** Start **

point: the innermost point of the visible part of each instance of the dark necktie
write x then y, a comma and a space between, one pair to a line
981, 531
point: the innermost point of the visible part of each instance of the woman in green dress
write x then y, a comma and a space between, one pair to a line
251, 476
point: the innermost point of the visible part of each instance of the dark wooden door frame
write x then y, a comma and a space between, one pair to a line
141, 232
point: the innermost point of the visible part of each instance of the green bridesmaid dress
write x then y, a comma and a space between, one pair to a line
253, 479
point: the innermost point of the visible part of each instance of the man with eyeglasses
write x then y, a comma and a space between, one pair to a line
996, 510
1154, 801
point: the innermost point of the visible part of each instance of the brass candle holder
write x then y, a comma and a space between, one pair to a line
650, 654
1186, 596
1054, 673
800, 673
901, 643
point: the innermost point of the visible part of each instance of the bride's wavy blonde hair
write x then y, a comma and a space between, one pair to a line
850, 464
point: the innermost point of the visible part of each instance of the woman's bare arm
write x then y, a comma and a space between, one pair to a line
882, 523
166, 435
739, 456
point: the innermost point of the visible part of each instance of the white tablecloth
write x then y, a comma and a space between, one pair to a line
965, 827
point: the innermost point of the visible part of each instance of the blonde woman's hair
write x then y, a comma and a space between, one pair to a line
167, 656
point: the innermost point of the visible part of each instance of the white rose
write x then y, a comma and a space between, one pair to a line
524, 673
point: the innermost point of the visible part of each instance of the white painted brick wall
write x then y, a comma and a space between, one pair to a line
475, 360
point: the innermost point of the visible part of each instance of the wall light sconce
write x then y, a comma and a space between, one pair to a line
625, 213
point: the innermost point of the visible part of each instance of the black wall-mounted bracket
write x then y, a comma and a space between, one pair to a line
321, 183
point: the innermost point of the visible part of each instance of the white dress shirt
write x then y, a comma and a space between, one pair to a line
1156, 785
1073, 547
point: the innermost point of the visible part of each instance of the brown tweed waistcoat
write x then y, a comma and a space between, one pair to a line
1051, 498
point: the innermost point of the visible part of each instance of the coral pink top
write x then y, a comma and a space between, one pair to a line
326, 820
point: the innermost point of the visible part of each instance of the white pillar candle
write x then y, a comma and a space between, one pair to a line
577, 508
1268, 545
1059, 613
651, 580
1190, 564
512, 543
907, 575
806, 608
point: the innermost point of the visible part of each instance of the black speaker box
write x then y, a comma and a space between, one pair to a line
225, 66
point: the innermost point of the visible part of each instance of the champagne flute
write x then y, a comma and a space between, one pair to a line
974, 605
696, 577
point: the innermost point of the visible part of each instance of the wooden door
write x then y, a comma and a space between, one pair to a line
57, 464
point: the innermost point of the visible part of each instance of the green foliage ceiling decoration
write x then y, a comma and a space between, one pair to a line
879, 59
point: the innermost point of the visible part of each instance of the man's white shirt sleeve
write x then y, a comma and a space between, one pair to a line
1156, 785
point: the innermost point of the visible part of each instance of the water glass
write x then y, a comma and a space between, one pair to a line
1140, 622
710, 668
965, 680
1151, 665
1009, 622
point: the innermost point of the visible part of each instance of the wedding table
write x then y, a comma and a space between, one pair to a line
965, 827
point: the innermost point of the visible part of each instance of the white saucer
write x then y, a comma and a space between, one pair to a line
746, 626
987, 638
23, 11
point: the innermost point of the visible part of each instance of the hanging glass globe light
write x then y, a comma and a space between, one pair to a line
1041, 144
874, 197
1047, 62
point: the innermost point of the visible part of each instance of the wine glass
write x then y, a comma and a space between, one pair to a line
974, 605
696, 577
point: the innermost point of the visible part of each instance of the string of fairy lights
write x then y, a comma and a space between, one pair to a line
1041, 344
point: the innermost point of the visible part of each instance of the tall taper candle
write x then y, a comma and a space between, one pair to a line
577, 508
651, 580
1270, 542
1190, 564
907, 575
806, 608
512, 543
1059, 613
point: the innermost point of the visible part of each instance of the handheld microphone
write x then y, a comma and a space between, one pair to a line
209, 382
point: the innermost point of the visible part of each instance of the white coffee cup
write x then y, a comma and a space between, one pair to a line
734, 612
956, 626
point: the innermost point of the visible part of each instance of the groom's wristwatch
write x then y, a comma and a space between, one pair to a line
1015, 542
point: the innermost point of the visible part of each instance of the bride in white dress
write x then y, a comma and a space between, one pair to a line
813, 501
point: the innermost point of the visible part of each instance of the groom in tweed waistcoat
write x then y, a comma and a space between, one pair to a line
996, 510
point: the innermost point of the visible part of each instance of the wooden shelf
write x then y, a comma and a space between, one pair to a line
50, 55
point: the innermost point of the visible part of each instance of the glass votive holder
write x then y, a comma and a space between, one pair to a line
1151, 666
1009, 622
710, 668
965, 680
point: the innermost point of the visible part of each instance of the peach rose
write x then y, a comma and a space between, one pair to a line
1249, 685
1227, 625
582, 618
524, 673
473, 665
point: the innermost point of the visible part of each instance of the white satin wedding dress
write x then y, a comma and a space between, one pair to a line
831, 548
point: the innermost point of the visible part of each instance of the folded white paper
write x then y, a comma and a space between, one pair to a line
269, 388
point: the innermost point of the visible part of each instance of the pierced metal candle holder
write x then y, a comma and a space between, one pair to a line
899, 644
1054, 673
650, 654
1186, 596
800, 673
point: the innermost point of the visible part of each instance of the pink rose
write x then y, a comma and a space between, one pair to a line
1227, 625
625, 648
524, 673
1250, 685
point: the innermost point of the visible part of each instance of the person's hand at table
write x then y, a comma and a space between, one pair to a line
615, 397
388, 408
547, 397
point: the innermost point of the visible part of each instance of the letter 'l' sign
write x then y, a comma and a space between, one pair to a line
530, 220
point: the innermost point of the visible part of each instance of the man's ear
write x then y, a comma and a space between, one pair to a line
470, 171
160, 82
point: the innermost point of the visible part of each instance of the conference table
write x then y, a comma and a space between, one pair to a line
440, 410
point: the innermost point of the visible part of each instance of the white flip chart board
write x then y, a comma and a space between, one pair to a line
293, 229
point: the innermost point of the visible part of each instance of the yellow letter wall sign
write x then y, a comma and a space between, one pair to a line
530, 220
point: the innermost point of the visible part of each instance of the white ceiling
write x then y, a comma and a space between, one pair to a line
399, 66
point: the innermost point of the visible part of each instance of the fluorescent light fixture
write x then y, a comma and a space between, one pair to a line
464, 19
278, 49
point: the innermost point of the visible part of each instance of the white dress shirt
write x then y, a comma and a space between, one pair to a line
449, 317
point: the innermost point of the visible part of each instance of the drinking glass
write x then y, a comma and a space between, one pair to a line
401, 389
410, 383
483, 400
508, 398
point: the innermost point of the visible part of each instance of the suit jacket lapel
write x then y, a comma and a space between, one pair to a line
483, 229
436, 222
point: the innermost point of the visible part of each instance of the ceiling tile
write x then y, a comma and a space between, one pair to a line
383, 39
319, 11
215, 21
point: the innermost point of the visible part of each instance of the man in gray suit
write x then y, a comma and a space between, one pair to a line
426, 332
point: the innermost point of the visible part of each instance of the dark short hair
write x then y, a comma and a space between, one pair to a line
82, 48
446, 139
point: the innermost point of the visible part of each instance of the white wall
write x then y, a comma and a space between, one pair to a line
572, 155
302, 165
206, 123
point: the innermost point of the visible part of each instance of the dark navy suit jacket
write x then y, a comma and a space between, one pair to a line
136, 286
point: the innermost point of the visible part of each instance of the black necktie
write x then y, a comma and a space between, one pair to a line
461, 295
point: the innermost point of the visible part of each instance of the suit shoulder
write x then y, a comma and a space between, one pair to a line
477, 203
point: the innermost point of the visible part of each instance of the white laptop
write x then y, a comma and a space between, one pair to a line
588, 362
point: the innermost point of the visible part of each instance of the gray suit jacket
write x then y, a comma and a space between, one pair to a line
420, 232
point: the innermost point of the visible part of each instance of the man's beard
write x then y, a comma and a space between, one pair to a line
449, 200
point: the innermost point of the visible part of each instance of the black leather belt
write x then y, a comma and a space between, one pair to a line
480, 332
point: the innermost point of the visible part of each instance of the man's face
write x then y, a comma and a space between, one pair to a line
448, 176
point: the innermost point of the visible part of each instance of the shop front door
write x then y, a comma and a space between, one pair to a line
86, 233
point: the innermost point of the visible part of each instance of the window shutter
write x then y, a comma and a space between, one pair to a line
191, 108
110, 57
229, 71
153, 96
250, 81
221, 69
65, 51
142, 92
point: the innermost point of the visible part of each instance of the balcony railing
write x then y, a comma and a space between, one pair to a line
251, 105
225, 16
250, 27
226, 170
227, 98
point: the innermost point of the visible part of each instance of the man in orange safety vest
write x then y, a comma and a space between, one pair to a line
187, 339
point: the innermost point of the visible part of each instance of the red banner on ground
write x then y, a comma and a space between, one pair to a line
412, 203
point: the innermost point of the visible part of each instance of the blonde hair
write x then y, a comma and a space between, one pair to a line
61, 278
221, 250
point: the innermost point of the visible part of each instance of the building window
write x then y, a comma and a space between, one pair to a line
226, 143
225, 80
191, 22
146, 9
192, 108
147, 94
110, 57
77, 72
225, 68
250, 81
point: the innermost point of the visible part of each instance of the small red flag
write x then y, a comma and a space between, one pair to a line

** End **

Using the records above, please retype only the run of lines from the line holding "black leather belt" through the last line, both ends included.

• **Solution**:
point: the innermost point of the visible part of each instance of the black leather belt
write x then y, a comma and a space between, one pair to a line
480, 332
point: the innermost point of the visible part of each instance of the man's face
write x then y, a comma and a space between, one pair to a line
448, 176
point: the innermost point of the visible part of each instance of the shop front door
write x then y, a comma and a space between, one pair to a line
86, 233
point: the innermost point of the visible part of each instance of the window shutter
write x then y, a comma and a space between, one pair to a line
191, 108
110, 57
229, 71
153, 96
250, 81
221, 69
65, 51
142, 92
point: the innermost point of the visible part of each instance of the balcony railing
write x then y, a comma and a space between, one pair to a line
251, 105
225, 16
250, 27
226, 170
227, 98
point: the innermost point of the visible part of each instance of the man in orange safety vest
write x then y, a comma and a space between, one pair to a line
187, 339
point: the innermost point of the visible part of each instance of the red banner on ground
write x then y, a comma and a space between, one pair to a line
412, 203
point: the innermost point of the visible part of each instance of the blonde hair
write x then y, a comma and a space between, one pair to a line
61, 278
221, 250
point: the innermost point of the visible part of each instance of the building window
write x then y, a comma and a space between, one pair to a line
226, 143
225, 80
191, 22
146, 9
192, 108
147, 94
110, 57
77, 72
225, 68
250, 81
point: the innermost point of the visible part of each instance of the small red flag
write x then y, a comma and a space between, one pair to a line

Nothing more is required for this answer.